**** Source passage ****

Posted by: Title IX may not be in rugby but the USOC follows it | 25 January 2012 at 14:00
My bet would be that Todd's replacement will be a woman who will completely focus on the varsity initiative for women's rugby. Let's face it the folly that both the coaches association and JC pushing for a CPD sucked all the oxygen out of any real movement for a collegiate rugby plan. Todd was doomed from the get go. Now the focus will be about the women's collegiate game and turning clubs into varsity programs. They will have success there and if the USOC likes it, so will Nigel.
Posted by: Paper Tiger | 25 January 2012 at 14:27
It looks like all the college conferences and GU's will have to fend for thmeselves with no USAR support. If they have control of the money this is probably a good thing. Hopefully the conferences and GU's will find better staff than USAR.
Posted by: sevens | 25 January 2012 at 15:16
Completely agree the next College Director will be a women, or at the very least a male who is super committed to the gender cause. I think JC saw this among other issues coming and cut ties.

**** Supplied entries ****

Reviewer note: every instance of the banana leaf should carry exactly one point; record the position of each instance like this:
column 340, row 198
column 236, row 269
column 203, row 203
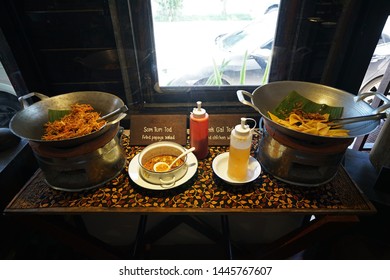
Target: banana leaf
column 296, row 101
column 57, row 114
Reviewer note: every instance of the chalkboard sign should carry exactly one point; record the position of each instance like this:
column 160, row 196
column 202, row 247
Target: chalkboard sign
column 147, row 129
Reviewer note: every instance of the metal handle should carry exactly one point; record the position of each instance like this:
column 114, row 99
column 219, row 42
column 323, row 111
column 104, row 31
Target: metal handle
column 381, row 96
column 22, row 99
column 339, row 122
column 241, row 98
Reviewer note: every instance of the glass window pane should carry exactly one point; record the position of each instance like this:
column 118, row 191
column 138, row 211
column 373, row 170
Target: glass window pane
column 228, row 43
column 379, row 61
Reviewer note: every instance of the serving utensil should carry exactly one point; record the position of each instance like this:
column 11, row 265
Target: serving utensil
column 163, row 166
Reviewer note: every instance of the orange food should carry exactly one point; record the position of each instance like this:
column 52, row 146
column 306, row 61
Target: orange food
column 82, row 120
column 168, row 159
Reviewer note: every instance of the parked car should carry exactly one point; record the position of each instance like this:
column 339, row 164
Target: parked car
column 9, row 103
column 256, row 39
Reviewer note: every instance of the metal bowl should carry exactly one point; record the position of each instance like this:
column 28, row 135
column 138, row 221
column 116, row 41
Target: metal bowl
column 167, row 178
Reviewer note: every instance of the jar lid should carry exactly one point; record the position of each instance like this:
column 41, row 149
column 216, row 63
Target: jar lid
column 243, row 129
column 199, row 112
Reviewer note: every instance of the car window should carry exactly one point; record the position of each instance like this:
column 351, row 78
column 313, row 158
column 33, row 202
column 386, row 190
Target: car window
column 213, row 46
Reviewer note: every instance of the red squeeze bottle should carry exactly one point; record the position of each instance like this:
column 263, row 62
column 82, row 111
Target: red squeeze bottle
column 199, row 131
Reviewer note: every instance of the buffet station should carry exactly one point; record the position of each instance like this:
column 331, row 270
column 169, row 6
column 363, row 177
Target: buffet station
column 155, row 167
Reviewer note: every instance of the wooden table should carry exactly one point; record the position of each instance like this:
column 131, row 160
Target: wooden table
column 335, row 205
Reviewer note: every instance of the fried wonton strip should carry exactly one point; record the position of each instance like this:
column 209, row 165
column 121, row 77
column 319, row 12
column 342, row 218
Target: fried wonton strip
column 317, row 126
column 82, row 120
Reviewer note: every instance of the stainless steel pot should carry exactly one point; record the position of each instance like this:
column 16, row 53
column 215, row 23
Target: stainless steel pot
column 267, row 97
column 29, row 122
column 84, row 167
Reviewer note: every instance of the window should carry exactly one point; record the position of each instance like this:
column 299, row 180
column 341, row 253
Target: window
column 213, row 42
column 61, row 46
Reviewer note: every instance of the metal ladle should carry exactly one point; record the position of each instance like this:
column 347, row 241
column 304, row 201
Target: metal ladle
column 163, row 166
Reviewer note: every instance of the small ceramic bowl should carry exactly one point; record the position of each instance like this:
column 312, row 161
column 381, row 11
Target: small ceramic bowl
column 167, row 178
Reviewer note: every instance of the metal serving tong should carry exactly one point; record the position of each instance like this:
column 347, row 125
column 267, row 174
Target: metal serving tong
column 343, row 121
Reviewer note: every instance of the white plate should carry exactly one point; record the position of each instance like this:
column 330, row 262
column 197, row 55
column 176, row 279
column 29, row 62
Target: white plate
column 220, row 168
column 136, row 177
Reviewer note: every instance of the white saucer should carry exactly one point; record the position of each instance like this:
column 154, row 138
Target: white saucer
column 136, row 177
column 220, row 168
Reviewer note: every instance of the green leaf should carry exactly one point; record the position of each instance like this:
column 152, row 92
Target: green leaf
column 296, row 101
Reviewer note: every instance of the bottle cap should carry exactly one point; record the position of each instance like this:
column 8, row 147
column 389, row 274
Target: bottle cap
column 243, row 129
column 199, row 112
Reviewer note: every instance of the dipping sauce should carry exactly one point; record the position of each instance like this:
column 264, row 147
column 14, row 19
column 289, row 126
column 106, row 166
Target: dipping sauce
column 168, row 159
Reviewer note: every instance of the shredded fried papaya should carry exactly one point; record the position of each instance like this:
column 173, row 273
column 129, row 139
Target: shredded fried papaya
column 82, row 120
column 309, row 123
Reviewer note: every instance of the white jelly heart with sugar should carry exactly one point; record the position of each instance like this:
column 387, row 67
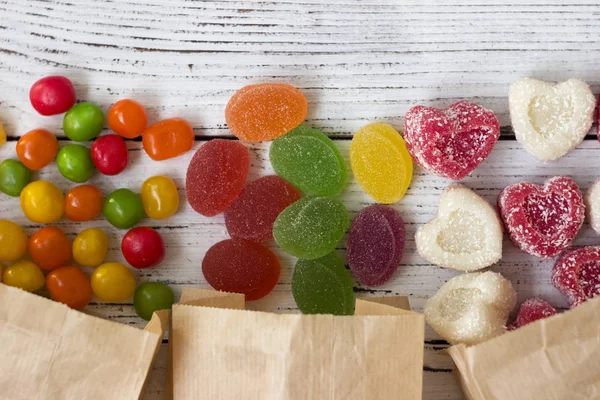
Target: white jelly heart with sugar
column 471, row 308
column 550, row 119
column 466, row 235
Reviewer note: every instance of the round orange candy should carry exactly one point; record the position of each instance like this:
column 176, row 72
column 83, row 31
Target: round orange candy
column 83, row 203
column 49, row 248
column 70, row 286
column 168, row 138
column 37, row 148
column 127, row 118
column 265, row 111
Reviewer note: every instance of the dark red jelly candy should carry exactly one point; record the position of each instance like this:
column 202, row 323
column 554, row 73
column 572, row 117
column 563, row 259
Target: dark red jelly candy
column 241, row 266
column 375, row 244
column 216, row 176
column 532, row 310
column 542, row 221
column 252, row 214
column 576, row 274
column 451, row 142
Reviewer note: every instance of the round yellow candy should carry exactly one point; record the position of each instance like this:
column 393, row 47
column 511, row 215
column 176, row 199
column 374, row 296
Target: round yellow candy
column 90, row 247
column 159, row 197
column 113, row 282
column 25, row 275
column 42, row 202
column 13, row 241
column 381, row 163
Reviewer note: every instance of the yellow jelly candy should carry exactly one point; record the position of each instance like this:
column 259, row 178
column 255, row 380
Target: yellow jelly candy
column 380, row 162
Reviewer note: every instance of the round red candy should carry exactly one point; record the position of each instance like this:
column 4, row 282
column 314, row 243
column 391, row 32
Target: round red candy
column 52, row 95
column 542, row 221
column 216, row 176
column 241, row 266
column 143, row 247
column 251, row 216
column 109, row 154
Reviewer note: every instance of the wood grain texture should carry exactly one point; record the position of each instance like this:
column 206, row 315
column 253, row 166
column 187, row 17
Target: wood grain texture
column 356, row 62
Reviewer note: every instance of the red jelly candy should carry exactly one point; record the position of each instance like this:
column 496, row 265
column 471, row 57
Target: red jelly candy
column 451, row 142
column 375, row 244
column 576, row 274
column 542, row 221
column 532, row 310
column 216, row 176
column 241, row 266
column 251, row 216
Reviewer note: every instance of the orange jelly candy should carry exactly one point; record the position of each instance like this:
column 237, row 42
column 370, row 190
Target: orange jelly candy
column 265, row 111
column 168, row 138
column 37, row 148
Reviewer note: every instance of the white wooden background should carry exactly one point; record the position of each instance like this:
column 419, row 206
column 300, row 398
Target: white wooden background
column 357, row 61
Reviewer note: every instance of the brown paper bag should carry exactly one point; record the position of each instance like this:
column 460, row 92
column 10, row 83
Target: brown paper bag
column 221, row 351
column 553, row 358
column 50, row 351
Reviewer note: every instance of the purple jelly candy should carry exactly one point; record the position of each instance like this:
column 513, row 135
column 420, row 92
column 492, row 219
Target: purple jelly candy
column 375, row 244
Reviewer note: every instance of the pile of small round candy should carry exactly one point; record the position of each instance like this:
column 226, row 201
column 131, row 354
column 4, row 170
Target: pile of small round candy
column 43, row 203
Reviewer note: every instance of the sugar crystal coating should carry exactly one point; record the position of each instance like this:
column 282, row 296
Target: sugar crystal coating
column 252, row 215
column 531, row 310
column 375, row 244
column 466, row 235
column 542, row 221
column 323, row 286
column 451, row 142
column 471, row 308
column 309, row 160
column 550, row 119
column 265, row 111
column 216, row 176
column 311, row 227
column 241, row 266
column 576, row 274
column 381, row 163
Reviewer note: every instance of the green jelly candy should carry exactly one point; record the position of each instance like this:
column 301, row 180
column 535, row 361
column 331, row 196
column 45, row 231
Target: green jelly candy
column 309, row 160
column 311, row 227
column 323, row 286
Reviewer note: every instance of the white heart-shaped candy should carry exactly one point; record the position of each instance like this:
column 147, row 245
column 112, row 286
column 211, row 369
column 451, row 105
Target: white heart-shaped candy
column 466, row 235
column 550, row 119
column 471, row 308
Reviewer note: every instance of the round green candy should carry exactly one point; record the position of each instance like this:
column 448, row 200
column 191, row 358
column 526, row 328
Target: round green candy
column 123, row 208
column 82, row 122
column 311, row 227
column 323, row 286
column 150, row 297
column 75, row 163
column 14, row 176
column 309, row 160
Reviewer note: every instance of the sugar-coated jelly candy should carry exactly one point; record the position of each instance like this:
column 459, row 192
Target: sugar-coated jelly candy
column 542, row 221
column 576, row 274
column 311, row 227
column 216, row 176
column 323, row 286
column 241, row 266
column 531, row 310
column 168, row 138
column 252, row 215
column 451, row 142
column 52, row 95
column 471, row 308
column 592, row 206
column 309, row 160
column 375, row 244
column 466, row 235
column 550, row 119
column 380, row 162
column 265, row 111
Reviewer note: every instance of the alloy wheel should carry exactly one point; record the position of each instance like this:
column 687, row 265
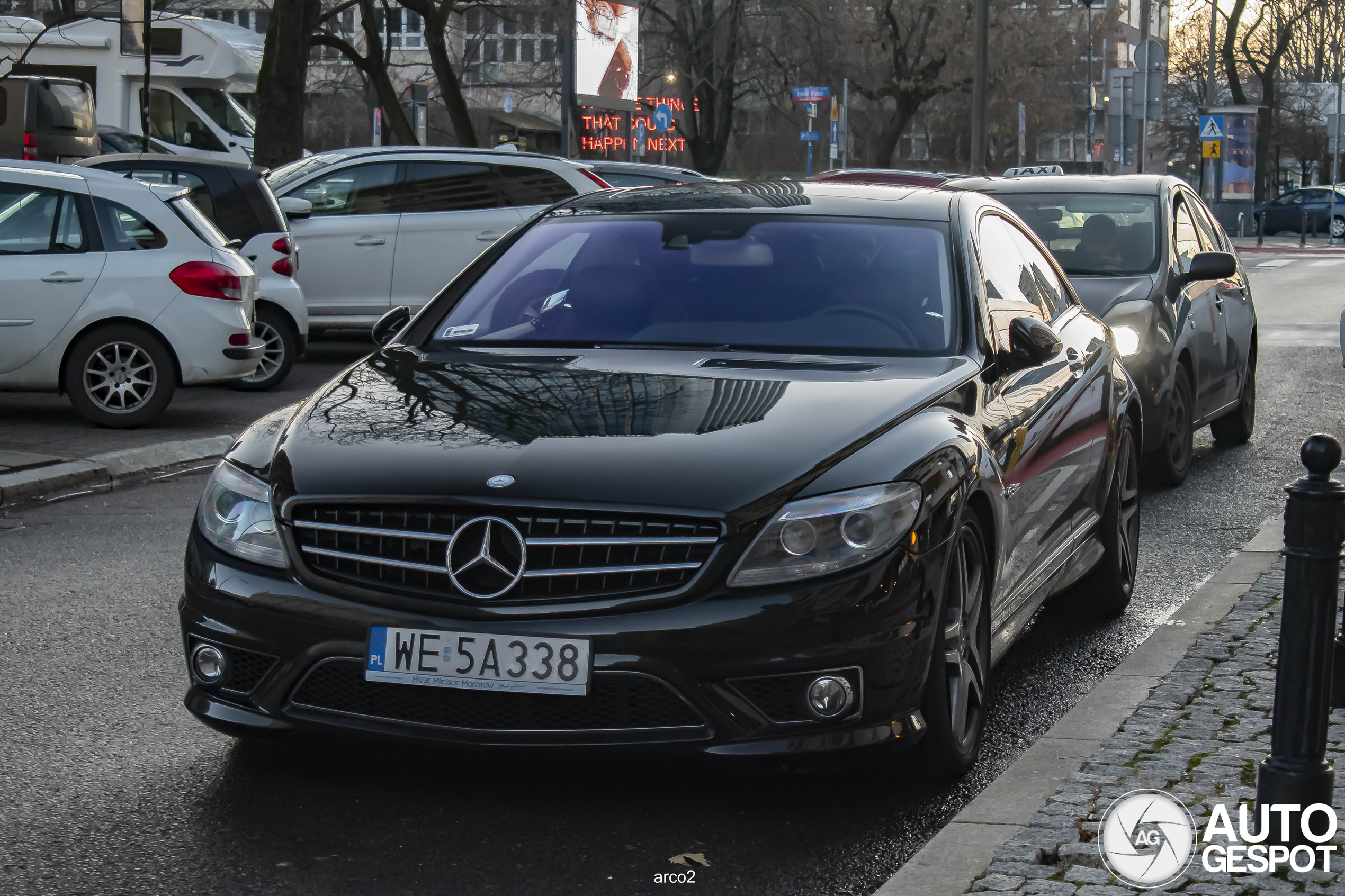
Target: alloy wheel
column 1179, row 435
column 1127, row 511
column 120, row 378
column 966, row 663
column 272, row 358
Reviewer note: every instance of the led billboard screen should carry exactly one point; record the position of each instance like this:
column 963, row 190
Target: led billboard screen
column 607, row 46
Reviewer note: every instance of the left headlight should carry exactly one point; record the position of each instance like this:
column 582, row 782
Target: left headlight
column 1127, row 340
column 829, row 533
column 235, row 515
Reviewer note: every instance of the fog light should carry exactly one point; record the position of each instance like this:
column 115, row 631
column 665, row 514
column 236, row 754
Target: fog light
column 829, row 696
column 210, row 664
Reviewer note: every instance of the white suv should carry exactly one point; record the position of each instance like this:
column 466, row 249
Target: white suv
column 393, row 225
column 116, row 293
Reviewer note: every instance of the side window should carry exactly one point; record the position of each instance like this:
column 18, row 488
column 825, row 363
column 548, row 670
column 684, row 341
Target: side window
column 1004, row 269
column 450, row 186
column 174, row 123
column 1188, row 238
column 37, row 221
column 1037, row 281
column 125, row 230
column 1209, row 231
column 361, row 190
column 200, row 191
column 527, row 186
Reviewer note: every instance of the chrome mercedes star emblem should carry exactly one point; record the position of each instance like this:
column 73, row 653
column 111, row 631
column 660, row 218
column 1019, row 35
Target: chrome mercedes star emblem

****

→ The task
Reproduce the rugby forum comments word for word, from "Posted by: Paper" up to and including "and cut ties.". The lines are separate material with no connection to the rugby forum comments.

→ Task result
Posted by: Paper Tiger | 25 January 2012 at 14:27
It looks like all the college conferences and GU's will have to fend for thmeselves with no USAR support. If they have control of the money this is probably a good thing. Hopefully the conferences and GU's will find better staff than USAR.
Posted by: sevens | 25 January 2012 at 15:16
Completely agree the next College Director will be a women, or at the very least a male who is super committed to the gender cause. I think JC saw this among other issues coming and cut ties.